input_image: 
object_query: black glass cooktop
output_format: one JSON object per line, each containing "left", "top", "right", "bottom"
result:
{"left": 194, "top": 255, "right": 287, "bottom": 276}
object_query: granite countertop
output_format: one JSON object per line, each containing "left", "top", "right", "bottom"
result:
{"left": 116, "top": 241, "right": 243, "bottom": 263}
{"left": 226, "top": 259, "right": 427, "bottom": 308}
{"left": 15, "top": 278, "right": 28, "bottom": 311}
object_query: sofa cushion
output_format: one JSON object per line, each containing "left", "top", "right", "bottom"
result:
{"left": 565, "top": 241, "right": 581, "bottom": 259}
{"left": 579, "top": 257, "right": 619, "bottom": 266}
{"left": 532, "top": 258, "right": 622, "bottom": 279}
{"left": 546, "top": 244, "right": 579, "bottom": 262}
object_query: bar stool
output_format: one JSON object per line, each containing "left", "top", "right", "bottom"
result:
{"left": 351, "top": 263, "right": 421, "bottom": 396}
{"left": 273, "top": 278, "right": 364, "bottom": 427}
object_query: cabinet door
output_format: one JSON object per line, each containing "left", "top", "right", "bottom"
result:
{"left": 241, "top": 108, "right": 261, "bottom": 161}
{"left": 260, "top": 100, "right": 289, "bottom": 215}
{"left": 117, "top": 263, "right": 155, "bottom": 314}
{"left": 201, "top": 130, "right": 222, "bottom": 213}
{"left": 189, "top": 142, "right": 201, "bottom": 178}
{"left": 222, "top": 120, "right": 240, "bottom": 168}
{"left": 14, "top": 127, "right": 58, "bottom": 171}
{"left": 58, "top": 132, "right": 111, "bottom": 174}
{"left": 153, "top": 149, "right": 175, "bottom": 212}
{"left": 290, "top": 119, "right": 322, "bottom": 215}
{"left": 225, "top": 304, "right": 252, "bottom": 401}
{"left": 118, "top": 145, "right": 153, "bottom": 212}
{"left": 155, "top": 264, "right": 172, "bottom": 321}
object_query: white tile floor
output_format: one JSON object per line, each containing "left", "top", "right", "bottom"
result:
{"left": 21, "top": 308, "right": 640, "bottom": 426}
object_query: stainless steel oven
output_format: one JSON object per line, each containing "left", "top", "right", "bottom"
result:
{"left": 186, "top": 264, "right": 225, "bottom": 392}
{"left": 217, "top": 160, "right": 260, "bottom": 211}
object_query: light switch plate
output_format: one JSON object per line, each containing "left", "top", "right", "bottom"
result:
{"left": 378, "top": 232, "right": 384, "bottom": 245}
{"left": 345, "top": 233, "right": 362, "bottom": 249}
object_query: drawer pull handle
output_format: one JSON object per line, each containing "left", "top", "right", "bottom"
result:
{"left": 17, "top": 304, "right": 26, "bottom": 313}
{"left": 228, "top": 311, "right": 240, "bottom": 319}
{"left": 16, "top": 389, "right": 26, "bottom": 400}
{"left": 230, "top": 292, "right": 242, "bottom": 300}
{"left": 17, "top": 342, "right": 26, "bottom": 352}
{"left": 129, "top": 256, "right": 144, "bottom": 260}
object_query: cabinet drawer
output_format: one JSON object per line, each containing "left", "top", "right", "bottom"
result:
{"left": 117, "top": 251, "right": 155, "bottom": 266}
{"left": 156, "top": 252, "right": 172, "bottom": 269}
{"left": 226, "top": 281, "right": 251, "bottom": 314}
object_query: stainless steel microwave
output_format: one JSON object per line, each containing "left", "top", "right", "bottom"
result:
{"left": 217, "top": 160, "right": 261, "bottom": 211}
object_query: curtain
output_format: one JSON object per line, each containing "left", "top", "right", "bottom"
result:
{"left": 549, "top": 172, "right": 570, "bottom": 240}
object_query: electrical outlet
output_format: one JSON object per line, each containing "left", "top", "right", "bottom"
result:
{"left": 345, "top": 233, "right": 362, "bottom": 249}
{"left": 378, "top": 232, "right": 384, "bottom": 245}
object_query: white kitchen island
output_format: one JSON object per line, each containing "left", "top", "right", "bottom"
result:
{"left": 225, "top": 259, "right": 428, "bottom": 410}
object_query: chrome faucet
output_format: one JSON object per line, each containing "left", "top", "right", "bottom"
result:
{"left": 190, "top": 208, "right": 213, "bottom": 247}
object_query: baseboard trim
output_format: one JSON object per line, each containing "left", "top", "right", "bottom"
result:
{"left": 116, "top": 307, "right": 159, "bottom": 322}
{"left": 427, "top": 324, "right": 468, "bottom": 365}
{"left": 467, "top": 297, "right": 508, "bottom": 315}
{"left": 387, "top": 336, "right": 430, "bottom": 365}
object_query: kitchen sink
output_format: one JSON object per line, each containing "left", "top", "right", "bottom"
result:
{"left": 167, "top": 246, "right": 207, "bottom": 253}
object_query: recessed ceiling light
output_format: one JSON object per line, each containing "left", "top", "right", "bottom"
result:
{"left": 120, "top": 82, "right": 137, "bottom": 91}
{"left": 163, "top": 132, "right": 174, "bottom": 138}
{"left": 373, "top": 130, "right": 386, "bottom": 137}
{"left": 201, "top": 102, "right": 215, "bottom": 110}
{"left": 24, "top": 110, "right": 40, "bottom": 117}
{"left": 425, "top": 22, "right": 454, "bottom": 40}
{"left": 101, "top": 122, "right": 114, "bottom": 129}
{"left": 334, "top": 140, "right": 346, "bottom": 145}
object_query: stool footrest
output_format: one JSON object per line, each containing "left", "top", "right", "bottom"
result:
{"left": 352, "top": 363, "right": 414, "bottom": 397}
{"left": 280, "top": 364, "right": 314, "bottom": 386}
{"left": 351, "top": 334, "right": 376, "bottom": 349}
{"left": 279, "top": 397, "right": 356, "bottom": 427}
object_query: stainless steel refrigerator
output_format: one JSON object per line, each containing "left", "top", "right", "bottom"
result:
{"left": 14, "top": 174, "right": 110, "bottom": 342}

--------------------

» **REQUIREMENT**
Pull every line containing "drawer" from the entries above and copy it.

» **OUTPUT OF THE EXERCISE**
object_query: drawer pull handle
object_query: cabinet drawer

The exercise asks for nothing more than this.